§ WHAT TO DO:
Starting at the line with "where the gray", transcribe each line through the final one, both included, and add nothing.

§ INFORMATION PROVIDED:
****
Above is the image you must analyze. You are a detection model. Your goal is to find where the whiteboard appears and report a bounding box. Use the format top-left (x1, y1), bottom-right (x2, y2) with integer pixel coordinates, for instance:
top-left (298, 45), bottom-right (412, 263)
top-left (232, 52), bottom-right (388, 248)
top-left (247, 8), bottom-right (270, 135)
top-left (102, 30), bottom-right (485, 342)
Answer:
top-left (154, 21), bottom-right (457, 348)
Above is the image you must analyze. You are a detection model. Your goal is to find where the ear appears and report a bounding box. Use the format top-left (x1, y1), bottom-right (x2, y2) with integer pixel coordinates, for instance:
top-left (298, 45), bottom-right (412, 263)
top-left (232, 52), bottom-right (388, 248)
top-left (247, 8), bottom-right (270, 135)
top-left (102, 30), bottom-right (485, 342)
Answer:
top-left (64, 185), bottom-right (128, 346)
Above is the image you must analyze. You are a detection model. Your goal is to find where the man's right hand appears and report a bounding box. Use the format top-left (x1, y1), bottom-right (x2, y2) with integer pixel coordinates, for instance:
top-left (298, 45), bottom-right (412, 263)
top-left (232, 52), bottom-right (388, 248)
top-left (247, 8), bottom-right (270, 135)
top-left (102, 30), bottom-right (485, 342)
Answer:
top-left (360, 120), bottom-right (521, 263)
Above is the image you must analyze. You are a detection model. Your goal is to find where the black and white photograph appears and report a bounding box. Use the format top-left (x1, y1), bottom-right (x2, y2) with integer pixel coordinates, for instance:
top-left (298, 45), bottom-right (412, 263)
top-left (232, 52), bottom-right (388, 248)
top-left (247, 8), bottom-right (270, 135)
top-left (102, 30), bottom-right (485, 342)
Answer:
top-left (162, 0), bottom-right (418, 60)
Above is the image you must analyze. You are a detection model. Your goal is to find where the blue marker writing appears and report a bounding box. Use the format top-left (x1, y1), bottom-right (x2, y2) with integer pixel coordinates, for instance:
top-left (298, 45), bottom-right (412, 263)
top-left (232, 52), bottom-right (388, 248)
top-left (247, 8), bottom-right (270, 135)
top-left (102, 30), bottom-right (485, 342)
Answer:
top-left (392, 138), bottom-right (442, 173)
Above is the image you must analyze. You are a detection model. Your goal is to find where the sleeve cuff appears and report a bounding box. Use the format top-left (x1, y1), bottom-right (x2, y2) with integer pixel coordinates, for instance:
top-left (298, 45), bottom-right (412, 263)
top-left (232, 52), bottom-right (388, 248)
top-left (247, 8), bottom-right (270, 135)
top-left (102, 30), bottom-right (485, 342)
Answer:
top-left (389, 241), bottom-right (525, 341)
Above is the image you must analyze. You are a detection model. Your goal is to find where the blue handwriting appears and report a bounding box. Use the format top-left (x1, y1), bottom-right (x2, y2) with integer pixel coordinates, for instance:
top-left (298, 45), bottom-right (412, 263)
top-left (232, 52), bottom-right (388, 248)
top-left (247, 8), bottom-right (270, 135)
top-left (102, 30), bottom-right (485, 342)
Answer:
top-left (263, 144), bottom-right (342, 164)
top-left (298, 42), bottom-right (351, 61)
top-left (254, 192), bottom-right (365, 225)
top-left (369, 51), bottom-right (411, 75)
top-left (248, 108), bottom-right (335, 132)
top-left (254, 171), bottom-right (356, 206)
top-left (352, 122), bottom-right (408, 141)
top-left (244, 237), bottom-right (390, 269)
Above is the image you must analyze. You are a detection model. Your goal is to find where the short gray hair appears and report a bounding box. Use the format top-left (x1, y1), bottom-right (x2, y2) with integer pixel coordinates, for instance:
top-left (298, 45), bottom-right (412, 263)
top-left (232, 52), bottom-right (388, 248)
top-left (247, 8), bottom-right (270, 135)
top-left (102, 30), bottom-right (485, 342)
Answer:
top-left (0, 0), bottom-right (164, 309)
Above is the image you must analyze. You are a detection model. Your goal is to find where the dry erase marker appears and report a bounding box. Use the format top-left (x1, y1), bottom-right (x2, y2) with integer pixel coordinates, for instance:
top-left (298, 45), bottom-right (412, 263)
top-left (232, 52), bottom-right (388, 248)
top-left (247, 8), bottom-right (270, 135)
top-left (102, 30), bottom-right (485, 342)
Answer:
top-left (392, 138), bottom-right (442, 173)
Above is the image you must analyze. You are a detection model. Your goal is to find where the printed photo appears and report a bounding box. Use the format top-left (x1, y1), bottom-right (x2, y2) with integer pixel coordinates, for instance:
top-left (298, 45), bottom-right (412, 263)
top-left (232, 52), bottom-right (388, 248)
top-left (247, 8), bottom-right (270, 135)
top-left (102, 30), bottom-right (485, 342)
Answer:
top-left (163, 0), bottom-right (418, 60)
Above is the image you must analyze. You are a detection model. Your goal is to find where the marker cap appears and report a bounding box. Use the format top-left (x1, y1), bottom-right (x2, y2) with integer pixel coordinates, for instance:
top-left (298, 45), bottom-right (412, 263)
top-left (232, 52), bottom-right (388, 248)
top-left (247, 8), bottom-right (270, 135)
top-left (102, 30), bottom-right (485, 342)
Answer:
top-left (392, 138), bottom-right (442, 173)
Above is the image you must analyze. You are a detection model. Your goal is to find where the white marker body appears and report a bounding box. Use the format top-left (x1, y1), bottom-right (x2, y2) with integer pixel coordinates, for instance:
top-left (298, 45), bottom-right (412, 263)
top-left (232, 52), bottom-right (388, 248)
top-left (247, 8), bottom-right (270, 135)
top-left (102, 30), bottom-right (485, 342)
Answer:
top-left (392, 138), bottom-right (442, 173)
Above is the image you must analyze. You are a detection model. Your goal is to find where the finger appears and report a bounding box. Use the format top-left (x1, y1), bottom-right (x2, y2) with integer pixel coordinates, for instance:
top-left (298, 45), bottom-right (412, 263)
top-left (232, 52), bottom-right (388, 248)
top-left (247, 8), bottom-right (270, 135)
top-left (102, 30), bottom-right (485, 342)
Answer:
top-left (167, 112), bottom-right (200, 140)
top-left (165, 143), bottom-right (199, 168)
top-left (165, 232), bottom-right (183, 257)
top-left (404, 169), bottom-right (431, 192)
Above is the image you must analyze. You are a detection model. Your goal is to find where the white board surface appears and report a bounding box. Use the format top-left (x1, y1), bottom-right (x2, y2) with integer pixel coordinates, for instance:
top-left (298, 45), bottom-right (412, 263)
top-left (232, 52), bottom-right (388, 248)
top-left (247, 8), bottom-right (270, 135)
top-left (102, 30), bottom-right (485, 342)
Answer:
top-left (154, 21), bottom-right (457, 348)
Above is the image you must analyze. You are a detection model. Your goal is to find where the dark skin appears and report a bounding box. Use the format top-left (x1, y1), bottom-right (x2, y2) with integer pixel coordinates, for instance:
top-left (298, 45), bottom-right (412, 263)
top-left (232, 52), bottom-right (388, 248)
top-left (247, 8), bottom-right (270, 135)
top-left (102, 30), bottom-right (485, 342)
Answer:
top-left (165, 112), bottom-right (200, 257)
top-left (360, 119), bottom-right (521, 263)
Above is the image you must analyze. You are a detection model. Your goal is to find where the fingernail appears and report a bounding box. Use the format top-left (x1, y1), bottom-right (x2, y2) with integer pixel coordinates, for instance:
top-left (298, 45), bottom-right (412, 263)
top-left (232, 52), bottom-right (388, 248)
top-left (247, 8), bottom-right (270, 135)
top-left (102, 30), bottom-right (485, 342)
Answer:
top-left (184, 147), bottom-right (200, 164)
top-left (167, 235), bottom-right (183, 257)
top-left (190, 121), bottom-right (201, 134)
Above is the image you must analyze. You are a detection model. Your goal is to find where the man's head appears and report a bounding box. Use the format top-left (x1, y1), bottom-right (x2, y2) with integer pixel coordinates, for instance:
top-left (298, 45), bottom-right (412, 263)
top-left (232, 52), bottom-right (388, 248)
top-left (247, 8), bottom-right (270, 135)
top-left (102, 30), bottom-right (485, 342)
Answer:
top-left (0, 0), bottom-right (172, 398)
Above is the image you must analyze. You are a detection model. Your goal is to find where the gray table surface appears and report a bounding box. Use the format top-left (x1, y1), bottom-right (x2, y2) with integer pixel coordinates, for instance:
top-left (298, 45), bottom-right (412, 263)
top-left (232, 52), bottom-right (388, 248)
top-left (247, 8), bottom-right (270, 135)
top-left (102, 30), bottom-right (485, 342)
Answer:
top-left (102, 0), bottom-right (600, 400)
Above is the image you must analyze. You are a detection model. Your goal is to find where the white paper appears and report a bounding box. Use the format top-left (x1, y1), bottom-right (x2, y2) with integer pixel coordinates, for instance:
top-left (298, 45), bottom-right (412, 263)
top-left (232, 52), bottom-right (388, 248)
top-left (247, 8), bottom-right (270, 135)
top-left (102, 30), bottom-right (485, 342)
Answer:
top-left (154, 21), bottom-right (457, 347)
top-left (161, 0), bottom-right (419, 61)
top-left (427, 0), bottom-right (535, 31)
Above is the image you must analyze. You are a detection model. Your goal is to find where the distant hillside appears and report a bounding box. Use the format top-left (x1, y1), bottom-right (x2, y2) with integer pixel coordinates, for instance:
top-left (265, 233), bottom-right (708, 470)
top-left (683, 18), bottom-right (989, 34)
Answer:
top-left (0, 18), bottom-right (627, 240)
****
§ COMPLETE RESPONSE:
Above is the image you must analyze. You are a detection model. Your goal is to find where the gray table surface appears and report a bounding box. Use the format top-left (x1, y1), bottom-right (x2, y2) with integer pixel coordinates, for instance:
top-left (298, 45), bottom-right (412, 263)
top-left (232, 52), bottom-right (388, 248)
top-left (247, 8), bottom-right (270, 135)
top-left (102, 30), bottom-right (485, 342)
Answer:
top-left (102, 0), bottom-right (600, 400)
Above is the image you must analyze. You are a detection model. Your goal is to find where the white paper appears and report a bounding box. Use the format top-left (x1, y1), bottom-right (x2, y2) with integer pixel coordinates, for instance:
top-left (298, 45), bottom-right (412, 263)
top-left (232, 52), bottom-right (388, 248)
top-left (247, 8), bottom-right (270, 135)
top-left (102, 30), bottom-right (485, 342)
Answer:
top-left (154, 21), bottom-right (457, 347)
top-left (161, 0), bottom-right (419, 61)
top-left (427, 0), bottom-right (535, 31)
Above is the image you must analyze. You are a detection model. Your goal is to find where the distant hillside appears and report a bounding box. Use the format top-left (x1, y1), bottom-right (x2, y2) with integer pixel coordinates, for instance:
top-left (265, 233), bottom-right (708, 470)
top-left (683, 18), bottom-right (989, 34)
Answer:
top-left (0, 18), bottom-right (627, 240)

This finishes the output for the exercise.